▶ Entries on locating named things:
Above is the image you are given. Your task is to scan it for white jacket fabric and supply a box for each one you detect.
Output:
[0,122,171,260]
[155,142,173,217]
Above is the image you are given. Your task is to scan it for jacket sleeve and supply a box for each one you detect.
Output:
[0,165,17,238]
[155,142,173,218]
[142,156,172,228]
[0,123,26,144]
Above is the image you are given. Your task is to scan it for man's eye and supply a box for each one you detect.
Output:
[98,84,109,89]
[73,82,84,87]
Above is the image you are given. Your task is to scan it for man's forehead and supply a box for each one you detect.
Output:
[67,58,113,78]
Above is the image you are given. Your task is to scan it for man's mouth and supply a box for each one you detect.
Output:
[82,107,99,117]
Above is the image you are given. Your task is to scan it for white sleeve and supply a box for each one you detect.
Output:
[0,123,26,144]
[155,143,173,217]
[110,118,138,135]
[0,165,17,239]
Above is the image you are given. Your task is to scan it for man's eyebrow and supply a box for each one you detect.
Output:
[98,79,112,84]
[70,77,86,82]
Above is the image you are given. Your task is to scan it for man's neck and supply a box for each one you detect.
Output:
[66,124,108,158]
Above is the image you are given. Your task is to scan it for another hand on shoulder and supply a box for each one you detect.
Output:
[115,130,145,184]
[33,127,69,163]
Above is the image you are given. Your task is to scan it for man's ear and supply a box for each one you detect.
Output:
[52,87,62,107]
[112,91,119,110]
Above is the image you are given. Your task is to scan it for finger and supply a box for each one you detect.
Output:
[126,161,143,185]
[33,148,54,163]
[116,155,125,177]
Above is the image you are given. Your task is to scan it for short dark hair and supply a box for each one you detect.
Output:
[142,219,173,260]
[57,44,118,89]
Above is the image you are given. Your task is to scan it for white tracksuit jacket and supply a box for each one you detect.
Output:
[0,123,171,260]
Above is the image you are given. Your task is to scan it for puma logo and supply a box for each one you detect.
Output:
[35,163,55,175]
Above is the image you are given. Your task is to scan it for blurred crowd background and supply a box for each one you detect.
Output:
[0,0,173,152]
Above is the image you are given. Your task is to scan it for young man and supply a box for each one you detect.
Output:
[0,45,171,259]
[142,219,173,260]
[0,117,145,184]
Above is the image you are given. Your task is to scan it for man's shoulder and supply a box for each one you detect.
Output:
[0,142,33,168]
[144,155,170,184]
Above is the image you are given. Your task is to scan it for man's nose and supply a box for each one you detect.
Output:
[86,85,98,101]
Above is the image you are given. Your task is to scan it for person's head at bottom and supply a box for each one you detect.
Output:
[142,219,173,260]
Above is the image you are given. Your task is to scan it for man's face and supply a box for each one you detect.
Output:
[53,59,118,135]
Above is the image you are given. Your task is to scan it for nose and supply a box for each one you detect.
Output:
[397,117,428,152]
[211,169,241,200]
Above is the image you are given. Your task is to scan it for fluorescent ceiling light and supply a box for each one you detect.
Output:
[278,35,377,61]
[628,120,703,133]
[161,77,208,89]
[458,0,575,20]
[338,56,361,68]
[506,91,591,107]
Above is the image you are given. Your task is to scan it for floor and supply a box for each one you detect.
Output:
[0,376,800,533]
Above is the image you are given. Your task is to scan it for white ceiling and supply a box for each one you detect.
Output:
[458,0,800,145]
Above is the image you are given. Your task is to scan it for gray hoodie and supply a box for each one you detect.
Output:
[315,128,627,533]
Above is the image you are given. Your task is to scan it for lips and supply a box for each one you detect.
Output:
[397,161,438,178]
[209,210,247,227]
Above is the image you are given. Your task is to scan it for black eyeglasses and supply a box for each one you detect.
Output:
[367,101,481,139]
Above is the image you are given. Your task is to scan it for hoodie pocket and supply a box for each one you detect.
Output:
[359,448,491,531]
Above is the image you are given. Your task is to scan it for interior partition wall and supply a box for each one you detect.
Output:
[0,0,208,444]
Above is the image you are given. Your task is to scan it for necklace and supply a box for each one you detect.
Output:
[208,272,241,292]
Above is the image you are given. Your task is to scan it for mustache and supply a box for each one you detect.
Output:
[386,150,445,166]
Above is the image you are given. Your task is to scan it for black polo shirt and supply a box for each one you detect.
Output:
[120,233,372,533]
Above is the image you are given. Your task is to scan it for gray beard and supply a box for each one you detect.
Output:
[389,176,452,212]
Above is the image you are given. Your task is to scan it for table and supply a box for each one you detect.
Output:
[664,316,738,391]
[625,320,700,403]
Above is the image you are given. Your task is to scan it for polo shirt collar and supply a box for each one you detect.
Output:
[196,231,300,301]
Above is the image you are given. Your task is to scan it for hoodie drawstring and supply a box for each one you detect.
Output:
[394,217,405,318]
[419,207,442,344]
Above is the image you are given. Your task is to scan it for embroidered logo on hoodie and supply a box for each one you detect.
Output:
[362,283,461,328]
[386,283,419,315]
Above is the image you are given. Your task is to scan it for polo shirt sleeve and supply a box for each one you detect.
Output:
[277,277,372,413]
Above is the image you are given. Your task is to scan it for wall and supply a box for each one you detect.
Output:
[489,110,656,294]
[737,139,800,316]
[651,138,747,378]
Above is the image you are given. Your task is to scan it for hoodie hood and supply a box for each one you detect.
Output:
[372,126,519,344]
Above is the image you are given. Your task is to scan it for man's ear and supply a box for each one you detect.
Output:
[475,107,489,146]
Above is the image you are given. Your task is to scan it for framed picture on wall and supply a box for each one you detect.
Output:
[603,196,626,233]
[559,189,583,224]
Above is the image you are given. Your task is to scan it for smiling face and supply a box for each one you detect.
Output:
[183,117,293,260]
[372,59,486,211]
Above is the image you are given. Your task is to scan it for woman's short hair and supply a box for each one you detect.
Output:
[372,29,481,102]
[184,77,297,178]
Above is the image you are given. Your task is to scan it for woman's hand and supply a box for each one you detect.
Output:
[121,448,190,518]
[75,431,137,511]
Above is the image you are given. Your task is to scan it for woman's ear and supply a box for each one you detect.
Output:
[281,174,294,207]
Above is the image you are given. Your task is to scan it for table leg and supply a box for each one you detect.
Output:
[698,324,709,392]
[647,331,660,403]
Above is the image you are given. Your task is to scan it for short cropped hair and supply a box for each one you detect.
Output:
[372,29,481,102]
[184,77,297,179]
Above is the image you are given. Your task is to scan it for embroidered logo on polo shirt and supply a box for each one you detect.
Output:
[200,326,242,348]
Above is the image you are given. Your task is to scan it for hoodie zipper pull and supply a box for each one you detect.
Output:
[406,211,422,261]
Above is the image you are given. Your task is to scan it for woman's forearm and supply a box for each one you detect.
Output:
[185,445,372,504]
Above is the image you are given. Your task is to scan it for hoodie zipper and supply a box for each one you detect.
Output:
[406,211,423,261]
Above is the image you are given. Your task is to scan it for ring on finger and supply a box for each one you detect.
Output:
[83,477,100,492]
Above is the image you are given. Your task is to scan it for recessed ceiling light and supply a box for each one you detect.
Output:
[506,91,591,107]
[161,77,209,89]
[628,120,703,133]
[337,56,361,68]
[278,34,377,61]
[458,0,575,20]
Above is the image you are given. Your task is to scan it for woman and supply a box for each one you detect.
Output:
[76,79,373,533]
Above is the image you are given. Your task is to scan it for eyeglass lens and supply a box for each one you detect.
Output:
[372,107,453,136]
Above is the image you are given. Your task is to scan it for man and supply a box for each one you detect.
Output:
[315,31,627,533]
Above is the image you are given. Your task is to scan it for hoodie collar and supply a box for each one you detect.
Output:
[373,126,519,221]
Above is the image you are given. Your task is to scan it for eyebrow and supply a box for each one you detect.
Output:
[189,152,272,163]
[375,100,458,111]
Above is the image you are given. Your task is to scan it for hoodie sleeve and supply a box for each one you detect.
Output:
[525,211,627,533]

▶ Instructions to follow: Give every line of the listing above as a numbered list, leaving out any blank lines.

▶ Final result:
1. Above is the image you are given. Your task is to scan it for white jacket fabric and supply a box for each one you detect.
2. Output:
3. [0,122,171,260]
4. [155,142,173,217]
5. Above is the image you are given. Your task is to scan it for jacket sleeve and supply a box for each one you detect.
6. Output:
7. [0,165,17,238]
8. [155,142,173,218]
9. [142,156,172,228]
10. [0,123,26,144]
11. Above is the image you are given. Your task is to scan it for man's eye and supply a box for each one you detect.
12. Output:
13. [98,84,109,89]
14. [73,82,84,87]
15. Above is the image you are given. Your task is to scan it for man's forehead and supply a box for each one you detect.
16. Output:
17. [67,58,113,78]
18. Above is the image you are given. Your task is to scan it for man's mouth and supply a box for each one you detect.
19. Output:
20. [82,107,99,117]
21. Above is the image you are given. Your task is to scan it for white sleeve and supply a box for each one you detect.
22. Output:
23. [0,123,26,144]
24. [155,143,173,217]
25. [110,118,138,135]
26. [0,165,17,239]
27. Above is the image you are given. Your task is to scan it for man's eyebrow and supply a box for each one you detect.
28. Output:
29. [98,79,112,84]
30. [70,77,86,82]
31. Above is the image you are given. Your task is to scan it for man's neck and supply a box for each one you detect.
32. Output:
33. [66,124,108,158]
34. Above is the image you are given. Your task is to scan it for another hand on shoulder and supply a box for each one you detect.
35. Output:
36. [115,130,145,184]
37. [33,127,69,163]
38. Above is the image you are given. Your task is to scan it for man's ear and supply a box for each one you detect.
39. Output:
40. [52,87,62,107]
41. [112,91,119,110]
42. Above is the image you are given. Your task is to scan it for finger and supply a box for each one you detect.
43. Output:
44. [126,161,143,185]
45. [33,148,54,163]
46. [116,155,125,177]
47. Above is the image you are given. Your task is to scan it for short dark hair and supply a box for each one you detect.
48. Output:
49. [142,219,173,260]
50. [57,44,118,89]
51. Above is the image you are given. Your task is to scan it for white tracksuit jacket and supply a box for each one you detect.
52. Output:
53. [0,123,171,260]
54. Above is the image you are given. Your task is to scan it for puma logo and supply a box for each one you detect.
55. Output:
56. [35,163,55,175]
57. Above is the image you are given. Your task is to scan it for blurred crowd background and supply a box for each one you detect.
58. Output:
59. [0,0,173,152]
60. Above is the image you are given. Your task is to scan it for young man and supply a box for each one you detect.
61. Output:
62. [0,45,171,259]
63. [142,219,173,260]
64. [0,117,145,184]
65. Above is the image you are given. Your task is to scan it for man's shoulder and supply a box for each one you detect.
66. Output:
67. [0,142,33,168]
68. [144,155,170,184]
69. Above is the image you are given. Your task is to scan it for man's nose and supply a box for each one you detect.
70. Output:
71. [86,85,98,101]
72. Above is the image you are given. Your task is to scan it for person's head at bottom and supply a box for each one you detect.
73. Output:
74. [142,219,173,260]
75. Above is the image you are given. Your task is to scan it for man's face and supply a box for each one you detect.
76. Output:
77. [53,59,118,135]
78. Above is the image you are given. Your task is to scan it for nose and supply a box for each one you detect.
79. Output:
80. [397,117,428,152]
81. [211,169,241,200]
82. Above is the image you are given. Your task is to scan it for fluorescent ceiling light and supply a box for each one you detect.
83. Output:
84. [278,35,377,61]
85. [628,120,703,133]
86. [161,77,208,89]
87. [458,0,575,20]
88. [338,56,361,68]
89. [506,91,591,107]
90. Above is the image you are given. Your task is to scan it for floor and supply a box for each one you detect.
91. Output:
92. [0,376,800,533]
93. Above is the image you are given. Your task is to scan it for white ceiling and supply a box for each one you detect.
94. Output:
95. [458,0,800,145]
96. Above is the image you are given. Your task is to scan it for gray hoodie and supply a box for each one you detect.
97. Output:
98. [315,128,627,533]
99. Above is the image you are given. Your task is to scan it for lips and supply a box for each one you detect.
100. Output:
101. [397,161,438,178]
102. [209,210,247,227]
103. Above is the image you are given. Your task is to scan it for black eyeglasses and supply a box for each one you detect.
104. Output:
105. [367,101,481,139]
106. Above is the image you are given. Your task is to scan it for hoodie pocket and supply a box for each one you detect.
107. Output:
108. [359,448,491,531]
109. Above is the image you are given. Your task is to scan it for interior partition wall and supply a box for each one you detect.
110. Output:
111. [0,0,208,444]
112. Above is the image you are given. Your task is to scan it for necklace and supply a box for each one you detect.
113. Output:
114. [208,272,241,292]
115. Above is the image you are given. Your task is to scan it for mustache and supply a box for each one you detect.
116. Output:
117. [386,150,445,166]
118. Above is the image you are given. Your task is to scan it for black polo shirt and supply a box for each one you detect.
119. Output:
120. [120,233,372,533]
121. Above is the image you are given. Your task is to scan it for gray beard and supply a box for each one you detect.
122. Output:
123. [389,176,452,212]
124. Above is the image you are given. Your task is to scan it for table and supply a box for each one you detect.
125. Output:
126. [664,316,738,391]
127. [625,320,700,403]
128. Above is the image you are given. Your task is to scan it for polo shirt collar and supply a box for each one you detect.
129. Output:
130. [196,231,300,301]
131. Above is the image you are given. Your task is to scan it for hoodie drawstring and supply a box for each one you detect.
132. Output:
133. [394,217,405,318]
134. [419,207,442,344]
135. Above is the image you are given. Your task is to scan it for embroidered logo on hoodie and supply a box for each one you detect.
136. Output:
137. [362,283,461,328]
138. [386,283,419,315]
139. Above is the image you are given. Your task is to scan it for polo shirt sleeve and supply a box for each one you detect.
140. Output:
141. [277,277,372,413]
142. Above is the image you are given. Your task is to scan it for wall and supply a box for each one you detect.
143. Output:
144. [489,110,656,294]
145. [737,139,800,316]
146. [651,138,747,378]
147. Above is the image you are given. Your task is to scan it for hoodie hood and supply a box for each one you detect.
148. Output:
149. [372,126,519,344]
150. Above is the image you are given. Your task is to scan it for man's ear and supply a box for each one you detect.
151. Output:
152. [475,107,489,146]
153. Above is the image you are given. Your task is to scan it for framed picture on wall and supply a box for each one you detect.
154. Output:
155. [603,196,626,233]
156. [559,189,583,224]
157. Above is the image you are given. Your task is to scan it for smiling face and supply a box for each one you detect.
158. Output:
159. [183,117,293,260]
160. [372,59,486,211]
161. Above is the image you are given. Your task is to scan it for woman's short hair and supply a box for each one you detect.
162. Output:
163. [372,29,481,102]
164. [184,77,297,178]
165. Above is the image you are given. Your task is to scan it for woman's hand and supply a box for each one you detect.
166. Output:
167. [121,448,190,518]
168. [75,431,137,511]
169. Above is the image you are given. Your task is to scan it for woman's ear and supply a box for each one you detect.
170. Output:
171. [281,174,294,207]
172. Above is the image you are given. Your task is to scan it for table leg and supply a box for each one you detect.
173. Output:
174. [698,324,709,392]
175. [647,331,660,403]
176. Above is the image you are given. Your task is to scan it for short cropped hair and supply a box for each one you detect.
177. Output:
178. [372,29,481,102]
179. [184,77,297,179]
180. Above is the image you are given. Your task is to scan it for embroidered logo on polo shirt and supply a box for each one you detect.
181. Output:
182. [200,326,242,348]
183. Above is the image you are given. Your task is to scan it for hoodie zipper pull and supply a box for each one you detect.
184. Output:
185. [406,211,422,261]
186. Above is the image you are given. Your task is to scan it for woman's forearm and supply a box for each one you detect.
187. Output:
188. [185,445,372,504]
189. Above is the image you are given. Your task is to scan it for hoodie zipper and supply a box for each one you detect.
190. Output:
191. [406,211,423,261]
192. Above is the image you are given. Your task is to scan it for ring on finger and supply a box for each one you detect.
193. Output:
194. [83,477,100,492]
195. Above is the image you are given. Your task is to scan it for recessed ceiling light and supply a box for each one you detect.
196. Output:
197. [506,91,591,107]
198. [161,77,209,89]
199. [628,120,703,133]
200. [337,56,361,68]
201. [278,34,377,61]
202. [458,0,575,20]
203. Above is the image you are given. Your task is to scan it for woman and supply a box for each one you detect.
204. Output:
205. [76,79,373,533]
206. Above is the image you are given. Your task is to scan it for eyeglass lens and supply a box for each one you detect.
207. Output:
208. [372,107,453,136]
209. Above is the image you are given. Your task is to scan it for man and supply a box for each one you detect.
210. Output:
211. [315,31,627,533]
212. Above is the image you are given. Your task is to scan it for hoodie collar and supply a box for each one you detect.
213. Output:
214. [373,126,519,221]
215. Above is the image you are given. Your task is to scan it for eyebrow and supply a box for each one you detect.
216. Output:
217. [189,152,272,163]
218. [375,100,458,111]
219. Above is the image you are given. Your task is to scan it for hoodie sleeve and supply a box for each one you detect.
220. Output:
221. [525,211,627,533]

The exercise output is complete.